The chemical characterization of the synthetized Sol-Gel coatings is carried out via common techniques (Fourier-transform infrared spectroscopy (FTIR); Raman spectroscopy; Differential scanning calorimetry (DSC)). Peaks related with the presence of coating on the modified surface were easily identified using FTIR technique. As examples, the following peaks were identified for Sol-Gel coatings: Si-O bond at 1017 cm ⁻¹ (anti-symmetric stretching mode), S-O bond at 795 cm ⁻¹ (symmetric stretching mode) and Si-C bond (from silanes) at 1260 cm ⁻¹ (see Figure 3a). The thickness of Sol-Gel coatings was measured by profilometry on a thin layer on a flat metal plate (Talystep, Taylor-Hobson), resulting in 150 nm and 210 nm for inorganic and hybrid coatings, respectively (see Figure 3b). The application of Sol-Gel by dip-coating modified the initial geometry of the textured moulds since it resulted in a thicker layer (around 2.5 µm in a bulge; see Table 3), probably due to the accumulation of the Sol-Gel coating on textured plates, or on the "walls" of the protrusion.

Figure 3.

a) Sol-Gel FTIR. Inorganic and Hybrid Coating; b) Measurement of thickness on a thin Sol-Gel layer.

Table 3. Estimation of Sol-Gel thickness by comparison of "Uncoated vs Coated" textured plate.

Dip-coating application. Diameter, distance, depth (DDD) pattern. Ref-1: DDD 100x100x15 µm. Ref-2: DDD 200x200x15 microns. Measures in µm. Mean value and standard deviation (SD).

Task list:
• A. Using the sol-gel coating text, list each chemical bond identified by FTIR, with its wavenumber.
• B. Copy the portion of the sol-gel coating text starting with "a) Sol-Gel FTIR." and going on through "standard deviation (SD).".
The material comes from a separate source unrelated to the text.

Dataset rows
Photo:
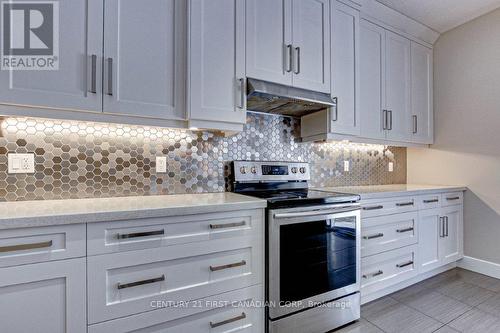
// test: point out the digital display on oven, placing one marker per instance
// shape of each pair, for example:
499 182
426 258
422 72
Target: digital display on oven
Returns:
274 170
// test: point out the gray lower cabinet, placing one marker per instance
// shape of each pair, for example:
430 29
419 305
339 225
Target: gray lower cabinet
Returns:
44 297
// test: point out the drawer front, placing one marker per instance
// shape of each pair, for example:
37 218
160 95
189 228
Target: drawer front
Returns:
119 236
386 269
429 201
32 245
452 198
126 283
371 208
384 233
228 312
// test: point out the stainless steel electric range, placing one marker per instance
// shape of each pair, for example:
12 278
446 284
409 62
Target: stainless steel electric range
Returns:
312 248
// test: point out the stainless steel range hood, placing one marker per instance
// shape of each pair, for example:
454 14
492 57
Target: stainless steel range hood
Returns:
275 98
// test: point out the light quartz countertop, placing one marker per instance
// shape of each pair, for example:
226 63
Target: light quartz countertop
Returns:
23 214
385 191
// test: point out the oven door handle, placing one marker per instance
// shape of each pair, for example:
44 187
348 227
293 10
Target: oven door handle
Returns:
317 212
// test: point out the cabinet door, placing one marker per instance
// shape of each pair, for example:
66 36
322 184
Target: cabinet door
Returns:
217 62
269 40
451 248
397 82
144 52
311 44
430 235
421 94
372 75
47 297
69 87
345 69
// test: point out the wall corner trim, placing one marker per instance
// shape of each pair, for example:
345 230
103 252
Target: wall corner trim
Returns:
480 266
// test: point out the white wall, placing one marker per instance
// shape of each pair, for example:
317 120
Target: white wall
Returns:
467 129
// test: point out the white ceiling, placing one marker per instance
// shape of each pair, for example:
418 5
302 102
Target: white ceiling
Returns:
442 15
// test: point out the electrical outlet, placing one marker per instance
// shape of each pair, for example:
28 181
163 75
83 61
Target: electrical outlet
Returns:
161 164
21 163
346 166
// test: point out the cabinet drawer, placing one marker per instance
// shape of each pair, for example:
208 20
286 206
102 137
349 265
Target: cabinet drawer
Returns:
372 208
126 283
32 245
228 312
428 201
119 236
383 270
384 233
452 198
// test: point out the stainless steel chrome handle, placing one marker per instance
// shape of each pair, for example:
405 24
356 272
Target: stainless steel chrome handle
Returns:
110 76
21 247
317 212
227 321
140 283
431 200
297 60
236 264
374 236
227 225
140 234
373 207
379 272
289 58
446 220
335 109
242 93
403 204
405 264
93 74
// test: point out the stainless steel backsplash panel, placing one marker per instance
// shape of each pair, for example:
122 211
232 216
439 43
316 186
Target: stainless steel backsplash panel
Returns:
80 159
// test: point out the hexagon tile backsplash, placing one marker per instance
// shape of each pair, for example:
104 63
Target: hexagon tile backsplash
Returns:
80 159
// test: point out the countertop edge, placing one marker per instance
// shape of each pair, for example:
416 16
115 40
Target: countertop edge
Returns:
133 214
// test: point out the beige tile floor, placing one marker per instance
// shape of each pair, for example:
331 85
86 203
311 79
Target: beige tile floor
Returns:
455 301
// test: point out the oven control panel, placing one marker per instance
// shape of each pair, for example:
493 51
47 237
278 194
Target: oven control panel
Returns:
270 171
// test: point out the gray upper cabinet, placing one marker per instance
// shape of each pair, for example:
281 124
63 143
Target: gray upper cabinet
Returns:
288 42
345 69
217 80
372 74
421 94
269 40
397 81
70 86
144 58
311 44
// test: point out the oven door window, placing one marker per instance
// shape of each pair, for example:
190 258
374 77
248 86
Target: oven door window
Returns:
317 257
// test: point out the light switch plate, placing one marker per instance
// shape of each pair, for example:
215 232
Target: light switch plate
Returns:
21 163
346 166
161 164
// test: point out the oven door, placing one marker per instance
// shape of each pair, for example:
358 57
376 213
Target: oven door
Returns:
314 256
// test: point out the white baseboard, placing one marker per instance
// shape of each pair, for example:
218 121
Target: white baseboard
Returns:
480 266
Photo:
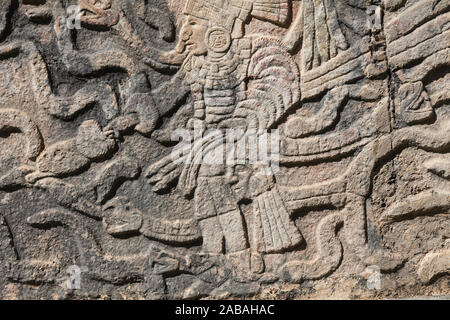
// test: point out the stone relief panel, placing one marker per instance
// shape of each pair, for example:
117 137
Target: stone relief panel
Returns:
224 148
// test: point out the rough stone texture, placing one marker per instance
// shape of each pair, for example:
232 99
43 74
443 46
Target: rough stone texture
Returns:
92 205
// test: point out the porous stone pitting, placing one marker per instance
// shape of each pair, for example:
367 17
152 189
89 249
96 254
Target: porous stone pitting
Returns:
97 98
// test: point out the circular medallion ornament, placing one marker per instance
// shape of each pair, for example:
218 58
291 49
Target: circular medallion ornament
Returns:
218 39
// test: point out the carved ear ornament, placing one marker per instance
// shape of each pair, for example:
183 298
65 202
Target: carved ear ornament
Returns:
218 39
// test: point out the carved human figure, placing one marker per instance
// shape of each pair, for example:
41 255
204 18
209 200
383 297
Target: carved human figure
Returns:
232 88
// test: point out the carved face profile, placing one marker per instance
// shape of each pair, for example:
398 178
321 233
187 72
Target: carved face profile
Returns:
192 36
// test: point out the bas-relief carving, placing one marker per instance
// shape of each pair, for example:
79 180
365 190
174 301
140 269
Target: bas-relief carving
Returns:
358 91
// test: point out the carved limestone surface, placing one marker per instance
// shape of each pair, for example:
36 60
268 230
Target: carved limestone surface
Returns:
186 149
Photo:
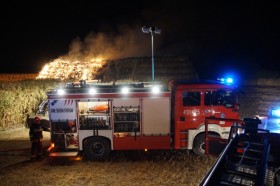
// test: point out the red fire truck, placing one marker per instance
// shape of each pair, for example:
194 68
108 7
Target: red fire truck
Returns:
97 118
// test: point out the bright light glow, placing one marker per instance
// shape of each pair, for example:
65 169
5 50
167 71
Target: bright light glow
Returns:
92 91
275 112
51 147
229 80
60 92
125 90
155 89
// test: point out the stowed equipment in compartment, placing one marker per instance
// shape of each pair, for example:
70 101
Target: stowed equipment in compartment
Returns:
126 119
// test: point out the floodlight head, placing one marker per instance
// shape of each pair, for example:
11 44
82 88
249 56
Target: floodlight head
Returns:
154 29
157 30
146 29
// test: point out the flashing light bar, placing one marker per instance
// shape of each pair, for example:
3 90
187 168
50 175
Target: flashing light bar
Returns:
275 113
60 92
228 80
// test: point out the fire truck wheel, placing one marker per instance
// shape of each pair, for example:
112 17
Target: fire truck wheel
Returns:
199 145
96 148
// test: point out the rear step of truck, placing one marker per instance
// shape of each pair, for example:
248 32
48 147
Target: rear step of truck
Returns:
243 161
63 154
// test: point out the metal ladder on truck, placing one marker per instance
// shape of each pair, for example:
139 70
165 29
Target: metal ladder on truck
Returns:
244 159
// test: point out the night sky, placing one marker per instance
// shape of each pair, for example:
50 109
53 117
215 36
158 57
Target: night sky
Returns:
242 37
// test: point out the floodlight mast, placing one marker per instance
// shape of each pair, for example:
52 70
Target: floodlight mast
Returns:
152 30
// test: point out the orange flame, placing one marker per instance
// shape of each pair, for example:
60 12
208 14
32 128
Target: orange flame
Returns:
66 69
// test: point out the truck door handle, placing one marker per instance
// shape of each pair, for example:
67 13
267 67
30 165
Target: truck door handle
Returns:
182 118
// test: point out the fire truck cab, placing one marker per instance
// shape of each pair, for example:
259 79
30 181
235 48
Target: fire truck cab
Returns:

Written answers:
• A.
- Si-O bond at 1017 cm⁻¹
- S-O bond at 795 cm⁻¹
- Si-C bond at 1260 cm⁻¹

• B.
a) Sol-Gel FTIR. Inorganic and Hybrid Coating; b) Measurement of thickness on a thin Sol-Gel layer.

Table 3. Estimation of Sol-Gel thickness by comparison of "Uncoated vs Coated" textured plate.

Dip-coating application. Diameter, distance, depth (DDD) pattern. Ref-1: DDD 100x100x15 µm. Ref-2: DDD 200x200x15 microns. Measures in µm. Mean value and standard deviation (SD).